─── TEXTO DE ESTUDO

Livros

Uma narrativa sobre um amor absoluto que resiste a tudo, O novo livro de Djaimilia Pereira de Almeida

30 dezembro 2022 16:59

Desde que se estreou com “Esse Cabelo”, há sete anos, Djaimilia Pereira de Almeida (nascida em Luanda, 1982) já publicou 11 livros

nuno fox

Numa narrativa sobre um amor absoluto que resiste a tudo, Djaimilia Pereira de Almeida volta a esticar os limites da sua prosa, levando-nos para fora de pé

30 dezembro 2022 16:59

Vera e Albano amam-se há três décadas. Apaixonaram-se em “miúdos” e atravessaram a vida adulta como tantos outros casais, procurando não ceder ao tédio da rotina e às chicotadas da vida real. Os sonhos de se tornarem escritores evaporaram-se rapidamente, ela deixou o mestrado a meio, perdeu um bebé e a esperança de voltar a engravidar. Ele sofreu um esgotamento durante dois anos, perdeu vários empregos e talvez o foco. Conheceram a miséria, a fome, a pobreza. Mas sobreviveram, seguindo juntos, remando com as mãos numa “jangada” que é o amor que desde sempre os uniu. Um desses amores absolutos, raríssimos, que funciona como “entidade única, feita de dois diferentes, nem homem nem mulher, mas ser não-binário, feito do que era homem e mulher um no outro, alimentado por dois corações tornados um só, siamesa criatura total em que a participação de um e do outro se dava como funcionam duas peças num mecanismo, ou, antes, como duas nuvens sopradas pelo mesmo vento”.

O que Djaimilia Pereira de Almeida nos apresenta em “Ferry” é um tremendo teste de resistência a este amor, confrontando-o com a mais devastadora das ameaças. No dia do 52º aniversário de Albano, a doença mental de Vera (quatro anos mais nova), que já se vinha insinuando, explode durante a festa familiar, por ela confundida com a celebração da formatura da filha, Mariana, a filha muito desejada mas que nunca chegou a existir. Se era verdade que “o mundo podia pender para um lado ou para o outro, avançar no sentido da ordem ou no sentido do caos”, neste momento resvala definitivamente para a desordem. Dentro de Vera, que uma médica diagnostica como tendo “demasiada imaginação”, surge outra Vera, uma parte de si que a nega e sabota, com a qual se consumirá numa guerra sem quartel. “Uma levanta-se para agarrar o dia pelos cornos”, enquanto a outra se põe “às suas cavalitas, como um peso morto, para a derrubar e acabar com ela”.

──────

O QUE SE PEDE:
No texto sobre o romance “Ferry”, Vera e Albano conheceram a miséria, a fome e a pobreza. Explique, em uma a três frases, o que lhes permitiu sobreviver.

─── DADOS DISPONÍVEIS

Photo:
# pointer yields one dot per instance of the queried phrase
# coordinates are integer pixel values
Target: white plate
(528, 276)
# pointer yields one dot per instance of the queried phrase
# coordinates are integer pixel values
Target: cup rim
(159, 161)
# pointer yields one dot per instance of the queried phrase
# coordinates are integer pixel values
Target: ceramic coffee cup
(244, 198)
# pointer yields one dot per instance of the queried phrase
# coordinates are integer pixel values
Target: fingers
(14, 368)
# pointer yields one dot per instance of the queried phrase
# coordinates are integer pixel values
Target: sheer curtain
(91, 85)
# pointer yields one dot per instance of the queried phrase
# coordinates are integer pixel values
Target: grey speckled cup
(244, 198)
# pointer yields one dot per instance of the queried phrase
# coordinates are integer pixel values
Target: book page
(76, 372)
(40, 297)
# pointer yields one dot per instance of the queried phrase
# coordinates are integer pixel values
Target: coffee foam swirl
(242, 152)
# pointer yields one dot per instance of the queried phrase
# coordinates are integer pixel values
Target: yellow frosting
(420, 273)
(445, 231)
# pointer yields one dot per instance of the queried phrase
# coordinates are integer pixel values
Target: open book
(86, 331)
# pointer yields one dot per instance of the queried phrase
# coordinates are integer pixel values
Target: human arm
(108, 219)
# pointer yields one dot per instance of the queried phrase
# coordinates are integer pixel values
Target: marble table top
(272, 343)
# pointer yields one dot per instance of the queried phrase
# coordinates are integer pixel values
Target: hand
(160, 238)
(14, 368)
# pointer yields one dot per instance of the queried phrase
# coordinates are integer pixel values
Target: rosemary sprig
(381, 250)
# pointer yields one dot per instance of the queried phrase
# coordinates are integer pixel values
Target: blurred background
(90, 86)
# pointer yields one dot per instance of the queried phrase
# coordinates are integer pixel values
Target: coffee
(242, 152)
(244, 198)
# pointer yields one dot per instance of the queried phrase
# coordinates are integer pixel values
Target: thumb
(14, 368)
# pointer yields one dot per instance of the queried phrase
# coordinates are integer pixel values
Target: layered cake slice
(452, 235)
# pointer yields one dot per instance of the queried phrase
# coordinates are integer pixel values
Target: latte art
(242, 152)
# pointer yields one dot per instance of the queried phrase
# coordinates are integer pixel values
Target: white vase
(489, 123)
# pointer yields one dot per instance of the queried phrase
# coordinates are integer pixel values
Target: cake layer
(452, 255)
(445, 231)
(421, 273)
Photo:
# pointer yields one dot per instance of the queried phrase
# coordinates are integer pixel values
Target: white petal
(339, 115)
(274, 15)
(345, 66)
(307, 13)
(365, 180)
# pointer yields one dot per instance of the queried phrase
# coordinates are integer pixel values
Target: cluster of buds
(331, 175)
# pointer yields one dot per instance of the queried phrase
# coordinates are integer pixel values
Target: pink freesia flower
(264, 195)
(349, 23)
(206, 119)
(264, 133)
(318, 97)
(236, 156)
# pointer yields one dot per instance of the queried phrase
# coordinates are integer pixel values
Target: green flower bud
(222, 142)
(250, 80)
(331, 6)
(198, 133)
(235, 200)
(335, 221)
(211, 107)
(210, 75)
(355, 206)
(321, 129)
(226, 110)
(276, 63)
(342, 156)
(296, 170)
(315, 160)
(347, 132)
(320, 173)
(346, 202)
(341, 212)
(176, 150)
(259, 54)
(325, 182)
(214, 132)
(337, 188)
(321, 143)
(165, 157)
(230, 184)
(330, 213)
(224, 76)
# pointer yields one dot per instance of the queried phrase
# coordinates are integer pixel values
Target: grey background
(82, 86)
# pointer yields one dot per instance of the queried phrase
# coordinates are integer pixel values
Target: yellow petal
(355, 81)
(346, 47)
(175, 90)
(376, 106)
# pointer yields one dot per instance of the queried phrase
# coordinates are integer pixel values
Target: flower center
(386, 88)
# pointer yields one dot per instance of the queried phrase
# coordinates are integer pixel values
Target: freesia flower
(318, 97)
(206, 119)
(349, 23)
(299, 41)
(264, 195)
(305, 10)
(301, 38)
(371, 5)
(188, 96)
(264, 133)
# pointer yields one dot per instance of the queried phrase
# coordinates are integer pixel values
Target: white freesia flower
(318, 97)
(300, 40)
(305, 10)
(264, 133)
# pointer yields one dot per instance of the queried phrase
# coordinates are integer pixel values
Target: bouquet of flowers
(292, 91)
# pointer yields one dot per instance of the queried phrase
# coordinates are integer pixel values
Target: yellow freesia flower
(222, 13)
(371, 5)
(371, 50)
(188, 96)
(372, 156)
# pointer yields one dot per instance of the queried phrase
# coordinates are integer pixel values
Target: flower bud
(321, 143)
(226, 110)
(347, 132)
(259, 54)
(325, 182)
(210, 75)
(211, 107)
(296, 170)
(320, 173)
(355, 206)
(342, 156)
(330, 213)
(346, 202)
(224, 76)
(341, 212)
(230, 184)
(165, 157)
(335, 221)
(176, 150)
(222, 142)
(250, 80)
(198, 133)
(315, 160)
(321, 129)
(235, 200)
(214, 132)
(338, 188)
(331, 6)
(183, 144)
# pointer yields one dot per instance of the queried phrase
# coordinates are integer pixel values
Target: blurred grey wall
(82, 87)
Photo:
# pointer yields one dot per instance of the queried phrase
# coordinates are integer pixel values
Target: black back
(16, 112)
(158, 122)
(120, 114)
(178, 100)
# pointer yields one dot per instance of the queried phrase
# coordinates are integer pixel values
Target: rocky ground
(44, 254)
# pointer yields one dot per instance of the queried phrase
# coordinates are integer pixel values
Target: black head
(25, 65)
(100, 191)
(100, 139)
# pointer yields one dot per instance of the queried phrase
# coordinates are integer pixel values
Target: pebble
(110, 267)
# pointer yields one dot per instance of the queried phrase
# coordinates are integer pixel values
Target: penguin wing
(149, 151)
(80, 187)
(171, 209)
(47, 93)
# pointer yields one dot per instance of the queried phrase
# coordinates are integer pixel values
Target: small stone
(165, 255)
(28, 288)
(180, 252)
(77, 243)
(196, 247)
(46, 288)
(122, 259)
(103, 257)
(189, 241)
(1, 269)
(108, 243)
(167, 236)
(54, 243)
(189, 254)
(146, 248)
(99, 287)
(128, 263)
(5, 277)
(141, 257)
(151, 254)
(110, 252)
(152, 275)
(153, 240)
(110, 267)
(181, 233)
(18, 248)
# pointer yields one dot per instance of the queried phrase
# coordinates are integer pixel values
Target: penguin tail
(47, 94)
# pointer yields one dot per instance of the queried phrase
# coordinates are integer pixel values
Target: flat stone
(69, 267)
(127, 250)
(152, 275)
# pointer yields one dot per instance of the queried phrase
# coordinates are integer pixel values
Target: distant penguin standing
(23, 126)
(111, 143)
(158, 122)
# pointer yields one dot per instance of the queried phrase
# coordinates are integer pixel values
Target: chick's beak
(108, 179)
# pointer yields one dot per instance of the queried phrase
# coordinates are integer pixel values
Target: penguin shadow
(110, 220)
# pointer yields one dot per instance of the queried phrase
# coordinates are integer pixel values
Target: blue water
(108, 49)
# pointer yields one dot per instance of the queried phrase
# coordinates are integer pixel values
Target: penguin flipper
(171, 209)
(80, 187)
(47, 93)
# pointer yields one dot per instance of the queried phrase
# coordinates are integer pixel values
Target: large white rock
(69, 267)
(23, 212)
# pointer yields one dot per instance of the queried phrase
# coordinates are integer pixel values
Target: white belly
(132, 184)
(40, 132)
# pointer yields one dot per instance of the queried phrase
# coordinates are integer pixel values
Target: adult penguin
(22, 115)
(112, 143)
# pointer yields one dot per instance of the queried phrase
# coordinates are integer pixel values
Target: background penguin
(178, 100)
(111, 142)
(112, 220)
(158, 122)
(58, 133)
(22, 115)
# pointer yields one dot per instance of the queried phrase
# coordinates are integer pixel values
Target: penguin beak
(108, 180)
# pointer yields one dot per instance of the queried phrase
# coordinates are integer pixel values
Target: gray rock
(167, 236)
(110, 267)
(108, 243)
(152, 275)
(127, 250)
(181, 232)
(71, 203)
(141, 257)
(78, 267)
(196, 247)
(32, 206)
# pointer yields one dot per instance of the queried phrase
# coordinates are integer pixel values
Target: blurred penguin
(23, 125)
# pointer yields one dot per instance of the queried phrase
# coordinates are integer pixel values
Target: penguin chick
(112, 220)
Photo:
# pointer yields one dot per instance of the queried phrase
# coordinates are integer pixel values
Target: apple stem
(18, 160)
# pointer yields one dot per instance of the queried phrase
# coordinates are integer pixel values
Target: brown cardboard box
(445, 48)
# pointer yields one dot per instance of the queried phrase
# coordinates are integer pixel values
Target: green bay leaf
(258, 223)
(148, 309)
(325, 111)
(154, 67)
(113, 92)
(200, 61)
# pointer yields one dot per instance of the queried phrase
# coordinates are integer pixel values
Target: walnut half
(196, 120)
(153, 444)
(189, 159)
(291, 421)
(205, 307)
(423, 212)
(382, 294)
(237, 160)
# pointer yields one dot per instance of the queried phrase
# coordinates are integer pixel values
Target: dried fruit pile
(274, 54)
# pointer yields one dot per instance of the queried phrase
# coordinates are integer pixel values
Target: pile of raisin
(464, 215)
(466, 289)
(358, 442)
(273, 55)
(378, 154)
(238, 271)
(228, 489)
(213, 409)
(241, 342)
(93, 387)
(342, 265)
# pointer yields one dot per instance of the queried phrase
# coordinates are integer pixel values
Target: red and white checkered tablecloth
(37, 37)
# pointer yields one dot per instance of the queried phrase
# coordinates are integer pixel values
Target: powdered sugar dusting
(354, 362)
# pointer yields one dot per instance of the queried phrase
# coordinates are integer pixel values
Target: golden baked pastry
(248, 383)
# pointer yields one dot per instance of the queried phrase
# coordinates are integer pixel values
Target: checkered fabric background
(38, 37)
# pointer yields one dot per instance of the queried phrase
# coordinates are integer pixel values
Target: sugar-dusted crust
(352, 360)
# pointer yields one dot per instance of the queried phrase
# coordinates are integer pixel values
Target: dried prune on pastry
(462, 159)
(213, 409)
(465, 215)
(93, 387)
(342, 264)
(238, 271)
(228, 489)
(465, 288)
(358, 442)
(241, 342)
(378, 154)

──────

ÁREA DE RESPOSTA:
Sobreviveram porque seguiram juntos, amparados no amor que desde sempre os uniu, descrito como uma “jangada” em que remavam com as mãos. Esse amor é apresentado como absoluto e raríssimo, uma “entidade única, feita de dois diferentes”.